> _About this task_
Turn every line of text in the items below into a numbered list, skipping blank lines and leaving out the pictures.

Extracted material Block Start

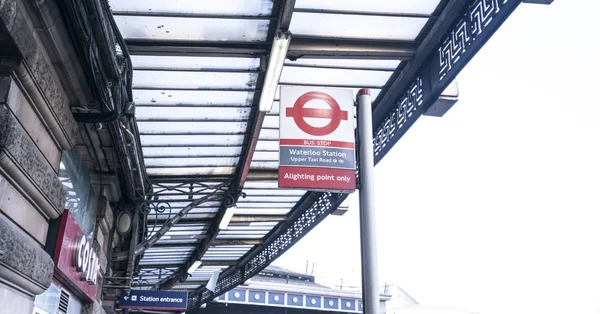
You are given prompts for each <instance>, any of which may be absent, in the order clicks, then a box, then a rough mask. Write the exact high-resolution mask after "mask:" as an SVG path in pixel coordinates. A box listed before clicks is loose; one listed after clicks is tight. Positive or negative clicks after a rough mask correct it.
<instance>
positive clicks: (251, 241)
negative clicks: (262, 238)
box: [153, 239, 262, 248]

Extracted material Block End

> _Task result_
1. You are given prompts for each <instance>, any of which may be absent, in the order clicks, then a box, then a rough mask. Write the exact high-resolution mask after "mask:" as an SVG path in pixel coordinates. A box listed before clicks is loose; one listed after clicks is tight. Positive or negative clicks after a rough mask correct it.
2. <instance>
3. positive clicks: (251, 241)
4. negative clicks: (262, 238)
5. box: [153, 239, 262, 248]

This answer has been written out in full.